§ Prompt: According to the text on spinning fiber prep, what three basic types of prep are easily obtainable?

§ Text block:
[Begin]

There are 3 basic types of prep that are easily obtainable: Top/Roving/Sliver (although I don't think any vendors sell real sliver), batts, and rolags. There's also mill-ends, but those are basically top, so that's where I put it. Each type of prep is ready to spin, but some are easier than others (at least, for me.)



I decided I *won't* name names here - it's not worth it. Most vendors are great; some are just so-so, but those are few and far between. A vendor I love may be one you hate...so I just won't go there. Assume the vendor you're looking at is great until you've had a bad experience with them - and I include eBay vendors in this statement.

Top/Roving/Sliver is probably what most newbies start out with. It's easily obtainable, relatively easy to spin, and comes in all sorts of fibers and colors. The fibers are usually parallel, giving you a worsted-type yarn. You can choose your roving by the breed, or by color, or whatever - and did I mention that you can get roving *everywhere*?

New spinners are told to split the roving (I'll use this term for ease of typing) length-ways, pre-draft it, then start spinning. You can get a decent yarn that way. You can also split it into shorter sections (each about length of the fiber), roll it into a tube, and spin that (from the middle of the mass) for a woolen-type yarn. You can also cut to the chase, and start spinning directly from the box it came in. Not that I do that, of course. *ahem*

There are various reasons for each technique (I won't bore you with that right now. Unless someone asks. *g*) I try to choose the one best suited for the yarn I want to make. If it's a hand-dyed top (like the *beautiful* one I received Saturday), I think about *what* the yarn will become, then decide from there...this batch? I think will be socks; it's Romney wool, which is long-wearing, it's next-to-the-skin soft (OK, next-to-the-feet soft, which is slightly different) and the colors are fabulous.

[End]

§ Data block:
[Begin]

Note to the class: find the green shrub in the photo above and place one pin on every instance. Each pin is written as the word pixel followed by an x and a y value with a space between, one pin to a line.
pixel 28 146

[End]

§ Solution below: Top/Roving/Sliver, batts, and rolags.